**Your objective:** The data should be written out in full, exactly as it stands, and the pictures dropped.

**Extracted material:**
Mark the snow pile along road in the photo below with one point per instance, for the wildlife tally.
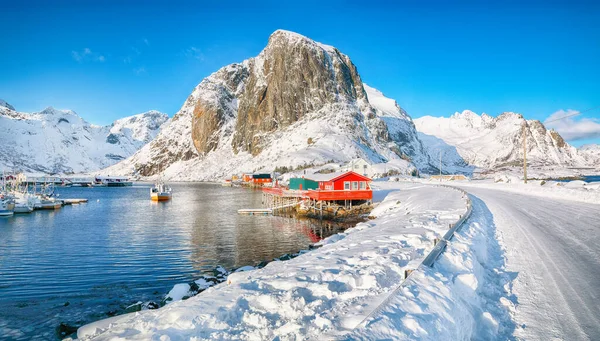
(466, 295)
(322, 293)
(574, 191)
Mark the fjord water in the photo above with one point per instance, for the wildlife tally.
(86, 262)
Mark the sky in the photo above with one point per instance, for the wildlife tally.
(107, 60)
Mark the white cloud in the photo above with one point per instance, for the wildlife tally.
(194, 52)
(87, 55)
(573, 128)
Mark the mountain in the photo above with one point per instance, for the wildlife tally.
(591, 152)
(494, 142)
(298, 103)
(6, 105)
(60, 141)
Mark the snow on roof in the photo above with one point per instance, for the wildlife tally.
(328, 177)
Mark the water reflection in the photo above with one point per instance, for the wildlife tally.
(75, 264)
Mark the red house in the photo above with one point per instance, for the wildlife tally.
(341, 186)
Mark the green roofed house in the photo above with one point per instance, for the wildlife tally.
(303, 184)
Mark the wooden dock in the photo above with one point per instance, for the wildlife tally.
(255, 211)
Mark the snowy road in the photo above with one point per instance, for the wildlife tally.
(553, 248)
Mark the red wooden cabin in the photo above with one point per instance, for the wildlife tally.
(341, 186)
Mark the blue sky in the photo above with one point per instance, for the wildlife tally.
(106, 60)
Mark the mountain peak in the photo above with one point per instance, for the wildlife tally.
(292, 38)
(3, 103)
(53, 111)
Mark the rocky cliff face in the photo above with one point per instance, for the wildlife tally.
(60, 141)
(297, 103)
(493, 142)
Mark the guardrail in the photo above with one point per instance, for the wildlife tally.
(430, 258)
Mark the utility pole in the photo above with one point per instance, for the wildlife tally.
(525, 151)
(440, 165)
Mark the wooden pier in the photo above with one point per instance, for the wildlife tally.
(255, 211)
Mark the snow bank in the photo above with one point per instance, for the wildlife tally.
(324, 293)
(574, 191)
(466, 295)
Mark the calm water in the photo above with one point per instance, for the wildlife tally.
(76, 264)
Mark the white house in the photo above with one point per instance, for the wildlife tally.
(359, 166)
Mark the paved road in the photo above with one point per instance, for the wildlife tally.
(554, 246)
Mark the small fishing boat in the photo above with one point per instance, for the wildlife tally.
(6, 207)
(24, 203)
(48, 203)
(161, 192)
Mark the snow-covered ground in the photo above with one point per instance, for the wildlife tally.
(466, 295)
(574, 190)
(552, 249)
(324, 293)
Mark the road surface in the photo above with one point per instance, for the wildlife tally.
(553, 246)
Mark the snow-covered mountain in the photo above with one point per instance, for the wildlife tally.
(60, 141)
(493, 142)
(591, 152)
(297, 103)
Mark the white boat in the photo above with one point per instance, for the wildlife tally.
(49, 203)
(24, 203)
(6, 207)
(112, 181)
(161, 192)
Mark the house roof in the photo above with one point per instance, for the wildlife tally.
(333, 176)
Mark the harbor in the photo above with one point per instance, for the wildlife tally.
(88, 261)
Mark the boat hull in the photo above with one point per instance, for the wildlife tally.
(119, 184)
(160, 196)
(23, 209)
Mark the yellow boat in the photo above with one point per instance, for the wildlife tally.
(160, 192)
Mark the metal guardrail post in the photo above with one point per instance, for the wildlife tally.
(431, 257)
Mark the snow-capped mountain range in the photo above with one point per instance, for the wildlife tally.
(59, 141)
(591, 152)
(297, 103)
(494, 142)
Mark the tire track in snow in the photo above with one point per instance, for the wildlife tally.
(559, 272)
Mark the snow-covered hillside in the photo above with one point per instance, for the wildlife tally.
(591, 152)
(494, 142)
(60, 141)
(298, 103)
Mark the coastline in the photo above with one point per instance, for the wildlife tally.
(355, 279)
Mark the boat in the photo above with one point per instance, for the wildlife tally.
(6, 207)
(49, 203)
(161, 192)
(112, 181)
(24, 203)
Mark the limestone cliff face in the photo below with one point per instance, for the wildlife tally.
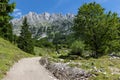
(43, 24)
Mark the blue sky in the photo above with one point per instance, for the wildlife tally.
(60, 6)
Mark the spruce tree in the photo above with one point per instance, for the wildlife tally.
(98, 30)
(5, 26)
(25, 41)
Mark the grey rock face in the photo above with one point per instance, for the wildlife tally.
(41, 24)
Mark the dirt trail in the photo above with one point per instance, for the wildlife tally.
(29, 69)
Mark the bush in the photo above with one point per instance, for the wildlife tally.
(43, 43)
(77, 48)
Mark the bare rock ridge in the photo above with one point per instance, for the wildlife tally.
(40, 24)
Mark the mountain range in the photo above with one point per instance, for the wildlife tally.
(41, 25)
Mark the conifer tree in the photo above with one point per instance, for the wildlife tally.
(98, 30)
(25, 41)
(5, 26)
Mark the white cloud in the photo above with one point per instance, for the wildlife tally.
(17, 13)
(16, 10)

**Task answer:**
Mark the snow pile along road in the photo below with one point per instance, for the wildlife tally.
(466, 295)
(322, 293)
(574, 191)
Mark the fjord water in the photo above with one point per instance, for the wildlife tally.
(86, 262)
Mark the sky in the photo above with one point per instance, for the wildlife tally.
(107, 60)
Mark the white cloud in the photo above with one point per instance, for the wildlife tally.
(194, 52)
(87, 55)
(573, 128)
Mark the mountain in the photo above with one point per instance, for the wildlife tally.
(591, 152)
(494, 142)
(298, 103)
(6, 105)
(60, 141)
Mark the snow on roof in the photo above with one point per instance, for the wildlife tally.
(328, 177)
Mark the water reflection in the photo above with one point per instance, for the wildlife tally.
(75, 264)
Mark the red house in the photo above with one point per instance, for the wildlife tally.
(341, 186)
Mark the green roofed house in the photo above with one point per instance, for the wildlife tally.
(303, 184)
Mark the wooden dock in the photo above with one point per instance, for the wildlife tally.
(255, 211)
Mark the snowy road in the photo above with one point per instance, for the wildlife tally.
(553, 248)
Mark the red wooden cabin in the photo above with one point per instance, for the wildlife tally.
(341, 186)
Mark the blue sky in the photo above with one point per instance, for the wildlife tally.
(106, 60)
Mark the mountain peak in the photo above with one point per instance, for the wildlife tally.
(292, 38)
(3, 103)
(53, 111)
Mark the rocky cliff face in the photo above with one point per instance, for the wildlife tally.
(60, 141)
(297, 103)
(493, 142)
Mark the guardrail in the photo above with one point per instance, for the wildlife tally.
(430, 258)
Mark the utility pole in the photo above with one point per instance, for the wildlife tally.
(525, 151)
(440, 165)
Mark the wooden pier in the photo above with one point per instance, for the wildlife tally.
(255, 211)
Mark the snow bank in the photo above with one point per instance, for the wildlife tally.
(324, 293)
(574, 191)
(466, 295)
Mark the calm water in the photo above with one point per instance, for the wildlife tally.
(76, 264)
Mark the white house in the photo above with one point per instance, for the wildlife tally.
(359, 166)
Mark the paved road in the photo above with one point per instance, for the wildlife tally.
(554, 246)
Mark the small fishing boat in the photo above with one point per instance, for the wildlife tally.
(6, 207)
(24, 203)
(48, 203)
(161, 192)
Mark the snow-covered ground in the photo above with one point per instance, for the wildlife tally.
(466, 295)
(574, 190)
(552, 249)
(324, 293)
Mark the road surface in the photo above with one point per instance, for the wildlife tally.
(553, 246)
Mark the snow-covered mountain in the photo above with one point per instance, for the wildlife tally.
(60, 141)
(493, 142)
(591, 152)
(297, 103)
Mark the white boat in the photo above with one point per instance, for the wildlife tally.
(49, 203)
(24, 203)
(6, 207)
(112, 181)
(161, 192)
Mark the house roof in the photo above with one point per instance, for the wildlife tally.
(333, 176)
Mark the harbor in the photo above with one point per instance, for the wildlife tally.
(88, 261)
Mark the boat hull in the photo above with one point per instance, for the wildlife tally.
(119, 184)
(160, 196)
(23, 209)
Mark the yellow boat in the photo above with one point per instance, for the wildlife tally.
(160, 192)
Mark the metal guardrail post in the photo above with one point per instance, for the wildlife tally.
(431, 257)
Mark the snow-capped mountain range in the photo above with one point per instance, for the wildlife tally.
(59, 141)
(591, 152)
(297, 103)
(494, 142)
Mark the tire track in snow in the photo above with one point per instance, for the wildlife tally.
(559, 272)
Mark the snow-covered hillside in the photo above with one point per instance, for the wildlife tally.
(591, 152)
(494, 142)
(60, 141)
(298, 103)
Mark the coastline in the photo above with one point per instance, for the wildlife tally.
(355, 279)
Mark the boat in the photo above with one point per instance, for the wildlife tally.
(6, 207)
(49, 203)
(161, 192)
(112, 181)
(24, 203)
Mark the limestone cliff face in the photo below with one point per instance, for the wildlife tally.
(43, 24)
Mark the blue sky in the photo above with one point per instance, for the wildlife tally.
(60, 6)
Mark the spruce tree in the photo above with one point per instance, for the wildlife tally.
(98, 30)
(5, 26)
(25, 41)
Mark the grey rock face in the photo above with one point per instance, for the wildlife tally.
(41, 24)
Mark the dirt trail in the photo above with one point per instance, for the wildlife tally.
(29, 69)
Mark the bush in the photo above with one point per instance, for the wildlife tally.
(43, 43)
(77, 48)
Mark the bare rock ridge in the photo above with one point per instance, for the wildlife tally.
(40, 24)
Mark the mountain range in the photo above with one point per instance, for the wildlife tally.
(41, 25)
Mark the conifer tree in the photo above with one point per instance, for the wildlife tally.
(98, 30)
(25, 41)
(5, 26)
Mark the white cloud in the photo above with one point per instance, for the wildlife tally.
(17, 13)
(16, 10)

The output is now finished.